> Passage

Figure 4 shows the specific energy demand for the processing of raw material into fibres at an aperture setting of 20 mm. Only the best available materials are displayed. Poplar significantly (p < 0.0001) showed the highest specific energy demand (261 kWh tDM−1) followed by forest biomass with a specific energy demand of 215 kWh tDM−1. The lowest specific energy demand was calculated for olive (93 kWh tDM−1) which was less than half of poplar. For olive, which is of high interest for southern European countries, only one measurement could be taken at an aperture setting of 20 mm because there was not enough material to do further specific energy demand measurements. According to the conduced statistics the differences in specific energy demand between poplar and all other raw material is significant (p < 0.0001). Yet, multiple comparisons showed that the specific energy demand not of all raw materials differed significantly (indicated by different letters in Figure 4) from each other at a 20 mm aperture setting.

3.2. Particle Size Distribution

For all sieved fibres shown in Figure 5, the aperture setting during extrusion was set to 20 mm. The fine fraction (defined here as all particles passing a screen aperture of 0.5 mm) and the coarse fraction (everything larger than 3.15 mm) is also displayed in Figure 5, exemplarily for six out of all investigated fibres, as well as the X50-value. As a result, poplar and forest biomass have the highest fine fraction as well as the lowest X50-value. On the other hand, hop and grapevine fibre have the largest coarse fraction and highest X50-value (see also Figure 5).

> Entries
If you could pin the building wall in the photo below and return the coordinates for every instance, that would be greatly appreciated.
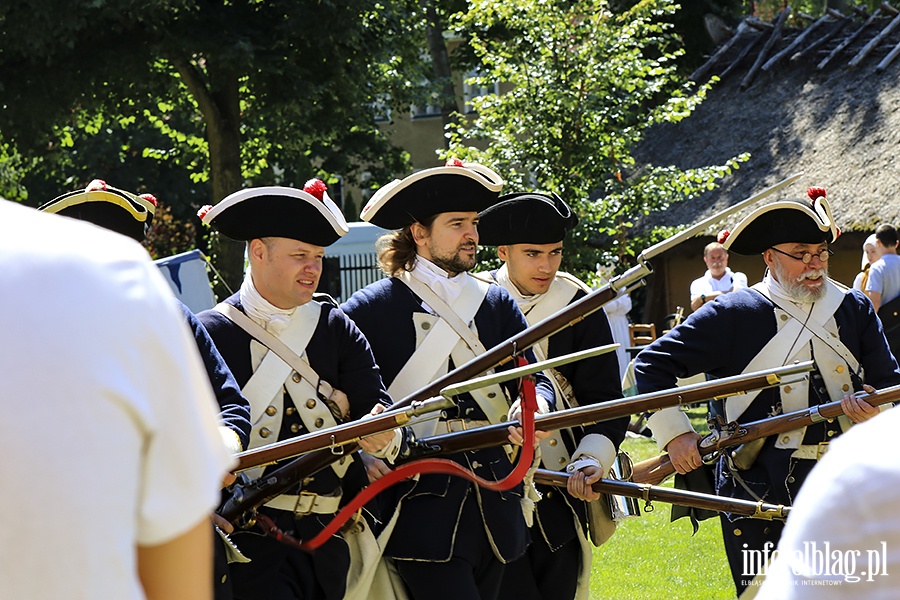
(669, 285)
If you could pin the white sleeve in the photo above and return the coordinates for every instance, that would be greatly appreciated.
(185, 457)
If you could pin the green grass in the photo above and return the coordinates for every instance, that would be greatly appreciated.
(649, 558)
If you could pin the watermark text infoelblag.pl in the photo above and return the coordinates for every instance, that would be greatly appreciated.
(820, 560)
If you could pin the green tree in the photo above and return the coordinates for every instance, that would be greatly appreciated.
(584, 84)
(270, 91)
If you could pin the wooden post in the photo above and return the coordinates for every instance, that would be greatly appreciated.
(776, 35)
(873, 43)
(888, 59)
(843, 21)
(849, 39)
(797, 41)
(701, 72)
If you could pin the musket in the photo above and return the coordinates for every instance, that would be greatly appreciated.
(332, 438)
(496, 435)
(648, 493)
(657, 469)
(308, 464)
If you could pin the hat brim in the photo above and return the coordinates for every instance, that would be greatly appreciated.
(111, 208)
(276, 211)
(470, 188)
(781, 222)
(525, 218)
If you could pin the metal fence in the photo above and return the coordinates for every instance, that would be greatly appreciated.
(343, 275)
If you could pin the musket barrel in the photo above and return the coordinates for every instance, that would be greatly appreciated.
(493, 435)
(758, 510)
(657, 469)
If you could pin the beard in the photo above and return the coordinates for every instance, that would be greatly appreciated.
(455, 262)
(795, 288)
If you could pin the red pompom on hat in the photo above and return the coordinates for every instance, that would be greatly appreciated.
(815, 192)
(316, 187)
(203, 210)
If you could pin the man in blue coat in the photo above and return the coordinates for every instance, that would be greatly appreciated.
(528, 230)
(304, 366)
(451, 539)
(795, 314)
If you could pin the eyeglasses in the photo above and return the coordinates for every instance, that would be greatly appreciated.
(807, 256)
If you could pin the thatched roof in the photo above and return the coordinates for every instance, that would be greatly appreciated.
(840, 126)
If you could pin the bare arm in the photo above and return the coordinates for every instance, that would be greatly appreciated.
(180, 569)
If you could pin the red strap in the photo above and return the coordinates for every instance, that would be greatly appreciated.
(442, 465)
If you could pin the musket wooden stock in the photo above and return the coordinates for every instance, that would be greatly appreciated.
(657, 469)
(647, 492)
(333, 438)
(495, 435)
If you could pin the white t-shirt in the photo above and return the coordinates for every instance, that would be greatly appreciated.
(708, 284)
(884, 277)
(845, 511)
(110, 430)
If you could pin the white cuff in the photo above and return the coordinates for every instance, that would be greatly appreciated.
(515, 410)
(392, 449)
(230, 439)
(593, 449)
(667, 424)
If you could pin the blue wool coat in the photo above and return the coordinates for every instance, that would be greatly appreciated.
(339, 353)
(426, 527)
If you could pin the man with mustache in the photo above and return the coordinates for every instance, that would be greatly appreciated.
(795, 314)
(451, 539)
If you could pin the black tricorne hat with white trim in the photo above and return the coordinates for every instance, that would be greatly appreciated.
(457, 187)
(106, 206)
(526, 218)
(306, 215)
(785, 221)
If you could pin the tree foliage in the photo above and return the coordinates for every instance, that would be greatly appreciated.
(581, 86)
(221, 93)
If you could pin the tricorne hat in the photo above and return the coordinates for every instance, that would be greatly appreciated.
(457, 187)
(781, 222)
(106, 206)
(306, 215)
(526, 218)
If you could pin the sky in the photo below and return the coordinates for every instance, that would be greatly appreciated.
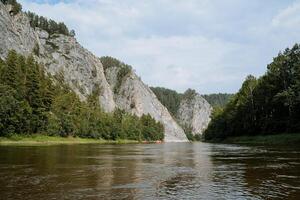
(206, 45)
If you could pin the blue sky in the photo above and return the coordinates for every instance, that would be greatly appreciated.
(207, 45)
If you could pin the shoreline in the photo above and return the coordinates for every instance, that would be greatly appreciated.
(33, 140)
(277, 139)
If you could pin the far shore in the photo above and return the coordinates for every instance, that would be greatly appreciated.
(277, 139)
(54, 140)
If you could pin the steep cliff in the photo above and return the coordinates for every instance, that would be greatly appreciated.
(132, 95)
(194, 113)
(65, 59)
(190, 109)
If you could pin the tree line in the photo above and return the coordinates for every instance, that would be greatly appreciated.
(49, 25)
(33, 102)
(218, 99)
(16, 7)
(266, 105)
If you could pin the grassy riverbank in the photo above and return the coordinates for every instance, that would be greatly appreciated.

> What you need to do
A - Using the passage on fiber processing, answer these questions:
(i) What specific energy demand was reported for forest biomass?
(ii) How is the fine fraction defined?
(iii) Which two fibers have the largest coarse fraction and the highest X50-value?
B - Reproduce the passage on fiber processing between "For all sieved" and "also Figure 5).", inclusive.

> Answers to the exercises
A -
(i) 215 kWh tDM−1
(ii) All particles passing a screen aperture of 0.5 mm
(iii) Hop and grapevine

B -
For all sieved fibres shown in Figure 5, the aperture setting during extrusion was set to 20 mm. The fine fraction (defined here as all particles passing a screen aperture of 0.5 mm) and the coarse fraction (everything larger than 3.15 mm) is also displayed in Figure 5, exemplarily for six out of all investigated fibres, as well as the X50-value. As a result, poplar and forest biomass have the highest fine fraction as well as the lowest X50-value. On the other hand, hop and grapevine fibre have the largest coarse fraction and highest X50-value (see also Figure 5).